Show each line of the material below that contains the string "soup". Case counts.

— start of RECORDS TO USE —

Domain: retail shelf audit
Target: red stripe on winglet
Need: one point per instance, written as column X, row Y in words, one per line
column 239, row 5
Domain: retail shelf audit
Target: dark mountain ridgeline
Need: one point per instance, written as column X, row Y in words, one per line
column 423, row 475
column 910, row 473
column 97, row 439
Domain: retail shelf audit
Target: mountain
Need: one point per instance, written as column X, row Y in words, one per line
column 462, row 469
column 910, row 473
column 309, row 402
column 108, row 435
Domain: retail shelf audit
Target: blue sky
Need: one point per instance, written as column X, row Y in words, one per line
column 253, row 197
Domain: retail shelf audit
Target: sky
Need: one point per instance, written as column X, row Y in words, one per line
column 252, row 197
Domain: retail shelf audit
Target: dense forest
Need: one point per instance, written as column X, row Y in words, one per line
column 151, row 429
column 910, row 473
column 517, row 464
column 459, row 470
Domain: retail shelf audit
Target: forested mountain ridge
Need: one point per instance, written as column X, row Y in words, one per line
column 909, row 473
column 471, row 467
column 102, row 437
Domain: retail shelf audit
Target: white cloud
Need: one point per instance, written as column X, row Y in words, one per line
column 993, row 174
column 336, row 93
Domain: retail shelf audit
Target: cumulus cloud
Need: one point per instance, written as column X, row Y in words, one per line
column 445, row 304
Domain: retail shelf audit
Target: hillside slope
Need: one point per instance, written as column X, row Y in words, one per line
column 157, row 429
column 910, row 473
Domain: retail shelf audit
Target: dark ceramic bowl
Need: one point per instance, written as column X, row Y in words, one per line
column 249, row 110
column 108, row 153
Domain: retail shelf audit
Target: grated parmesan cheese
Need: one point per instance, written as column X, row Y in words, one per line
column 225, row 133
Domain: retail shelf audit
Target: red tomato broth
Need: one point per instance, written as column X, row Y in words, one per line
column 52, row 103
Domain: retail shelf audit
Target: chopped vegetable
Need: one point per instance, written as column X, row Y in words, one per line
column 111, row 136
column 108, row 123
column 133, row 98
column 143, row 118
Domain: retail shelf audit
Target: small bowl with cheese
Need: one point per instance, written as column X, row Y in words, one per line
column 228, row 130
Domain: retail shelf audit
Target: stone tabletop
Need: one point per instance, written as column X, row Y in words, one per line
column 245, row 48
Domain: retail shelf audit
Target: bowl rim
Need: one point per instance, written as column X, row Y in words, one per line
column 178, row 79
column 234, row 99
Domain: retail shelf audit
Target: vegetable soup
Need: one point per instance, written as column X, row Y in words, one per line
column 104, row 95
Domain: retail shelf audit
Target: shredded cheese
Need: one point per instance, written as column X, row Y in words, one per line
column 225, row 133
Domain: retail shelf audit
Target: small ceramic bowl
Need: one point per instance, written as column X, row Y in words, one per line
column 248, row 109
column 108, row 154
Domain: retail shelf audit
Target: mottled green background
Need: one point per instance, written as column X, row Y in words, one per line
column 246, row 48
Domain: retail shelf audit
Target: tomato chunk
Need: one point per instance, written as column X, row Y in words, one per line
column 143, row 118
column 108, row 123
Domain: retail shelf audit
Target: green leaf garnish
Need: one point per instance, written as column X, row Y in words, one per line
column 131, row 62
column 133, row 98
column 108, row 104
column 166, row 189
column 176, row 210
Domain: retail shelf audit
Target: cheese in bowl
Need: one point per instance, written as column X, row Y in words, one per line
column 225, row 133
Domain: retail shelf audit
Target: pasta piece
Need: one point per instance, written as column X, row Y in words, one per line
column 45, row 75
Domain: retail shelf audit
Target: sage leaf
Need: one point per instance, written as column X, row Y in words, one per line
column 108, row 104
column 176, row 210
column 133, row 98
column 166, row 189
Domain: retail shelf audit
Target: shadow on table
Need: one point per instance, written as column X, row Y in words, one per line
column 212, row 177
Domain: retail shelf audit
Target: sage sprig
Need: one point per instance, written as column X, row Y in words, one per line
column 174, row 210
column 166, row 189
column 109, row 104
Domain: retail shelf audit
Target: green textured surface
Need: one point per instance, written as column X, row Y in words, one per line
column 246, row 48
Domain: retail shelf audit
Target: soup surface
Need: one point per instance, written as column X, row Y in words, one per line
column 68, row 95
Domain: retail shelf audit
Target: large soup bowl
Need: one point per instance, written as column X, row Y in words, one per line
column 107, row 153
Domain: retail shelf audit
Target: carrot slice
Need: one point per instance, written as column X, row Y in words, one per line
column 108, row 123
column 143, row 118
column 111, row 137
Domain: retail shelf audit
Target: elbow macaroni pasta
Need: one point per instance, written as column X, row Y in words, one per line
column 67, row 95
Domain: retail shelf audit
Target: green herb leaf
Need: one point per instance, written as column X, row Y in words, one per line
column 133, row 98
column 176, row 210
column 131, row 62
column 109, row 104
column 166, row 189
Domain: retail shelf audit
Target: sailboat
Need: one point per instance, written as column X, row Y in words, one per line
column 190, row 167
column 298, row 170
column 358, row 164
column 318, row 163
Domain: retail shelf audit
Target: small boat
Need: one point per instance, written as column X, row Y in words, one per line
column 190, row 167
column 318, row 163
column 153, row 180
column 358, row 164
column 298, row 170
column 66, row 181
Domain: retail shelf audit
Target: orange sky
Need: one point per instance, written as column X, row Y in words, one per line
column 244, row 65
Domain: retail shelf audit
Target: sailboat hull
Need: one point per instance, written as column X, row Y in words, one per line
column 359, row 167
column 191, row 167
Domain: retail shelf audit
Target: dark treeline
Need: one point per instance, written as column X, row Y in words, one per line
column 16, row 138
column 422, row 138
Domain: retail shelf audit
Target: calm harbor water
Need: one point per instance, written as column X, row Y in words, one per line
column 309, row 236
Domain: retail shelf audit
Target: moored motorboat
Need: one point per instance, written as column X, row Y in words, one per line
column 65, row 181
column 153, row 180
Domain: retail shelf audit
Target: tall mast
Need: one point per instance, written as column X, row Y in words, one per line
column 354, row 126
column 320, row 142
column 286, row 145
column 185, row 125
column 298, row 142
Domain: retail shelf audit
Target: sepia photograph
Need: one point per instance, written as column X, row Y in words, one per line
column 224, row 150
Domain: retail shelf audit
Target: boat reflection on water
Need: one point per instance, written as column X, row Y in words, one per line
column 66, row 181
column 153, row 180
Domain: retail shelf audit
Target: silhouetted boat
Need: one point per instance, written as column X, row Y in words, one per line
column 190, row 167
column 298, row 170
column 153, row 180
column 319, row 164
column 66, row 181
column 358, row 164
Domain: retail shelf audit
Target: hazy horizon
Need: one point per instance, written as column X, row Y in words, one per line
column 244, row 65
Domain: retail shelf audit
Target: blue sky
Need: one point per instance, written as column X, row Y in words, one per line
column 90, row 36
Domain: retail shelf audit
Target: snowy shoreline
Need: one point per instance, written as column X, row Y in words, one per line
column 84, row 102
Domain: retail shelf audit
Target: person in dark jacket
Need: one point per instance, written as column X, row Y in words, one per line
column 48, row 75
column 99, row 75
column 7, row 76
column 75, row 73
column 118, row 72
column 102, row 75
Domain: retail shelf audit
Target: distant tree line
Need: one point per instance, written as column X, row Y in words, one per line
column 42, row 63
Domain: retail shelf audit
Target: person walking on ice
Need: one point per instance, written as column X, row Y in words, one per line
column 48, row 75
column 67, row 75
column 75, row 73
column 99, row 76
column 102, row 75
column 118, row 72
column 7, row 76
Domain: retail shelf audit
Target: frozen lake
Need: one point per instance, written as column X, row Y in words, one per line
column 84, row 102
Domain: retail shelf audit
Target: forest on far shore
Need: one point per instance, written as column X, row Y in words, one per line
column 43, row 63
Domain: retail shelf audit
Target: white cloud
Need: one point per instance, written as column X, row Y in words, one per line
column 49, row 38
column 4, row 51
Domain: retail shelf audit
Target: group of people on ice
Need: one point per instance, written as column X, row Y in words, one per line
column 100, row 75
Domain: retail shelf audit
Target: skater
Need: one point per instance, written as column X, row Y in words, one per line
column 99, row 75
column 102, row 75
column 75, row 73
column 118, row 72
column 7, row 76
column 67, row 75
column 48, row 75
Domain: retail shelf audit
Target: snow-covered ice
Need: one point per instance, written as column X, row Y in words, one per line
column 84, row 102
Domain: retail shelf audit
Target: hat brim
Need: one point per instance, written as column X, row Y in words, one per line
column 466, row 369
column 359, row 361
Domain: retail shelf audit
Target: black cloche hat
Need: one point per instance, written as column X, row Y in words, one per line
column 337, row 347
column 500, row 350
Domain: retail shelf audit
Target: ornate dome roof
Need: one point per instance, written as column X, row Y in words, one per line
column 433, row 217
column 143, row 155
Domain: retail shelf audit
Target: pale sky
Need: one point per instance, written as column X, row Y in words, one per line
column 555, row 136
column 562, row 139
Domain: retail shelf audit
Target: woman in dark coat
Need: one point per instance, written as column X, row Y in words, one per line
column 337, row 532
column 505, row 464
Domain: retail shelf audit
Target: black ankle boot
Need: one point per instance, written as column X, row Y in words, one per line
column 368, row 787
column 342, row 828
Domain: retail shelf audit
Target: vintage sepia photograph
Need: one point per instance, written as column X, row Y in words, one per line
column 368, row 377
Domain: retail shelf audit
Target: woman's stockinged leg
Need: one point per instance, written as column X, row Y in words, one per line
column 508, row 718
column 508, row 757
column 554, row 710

— end of RECORDS TO USE —

ANSWER:
Target: vegetable soup
Target: soup surface
Target: large soup bowl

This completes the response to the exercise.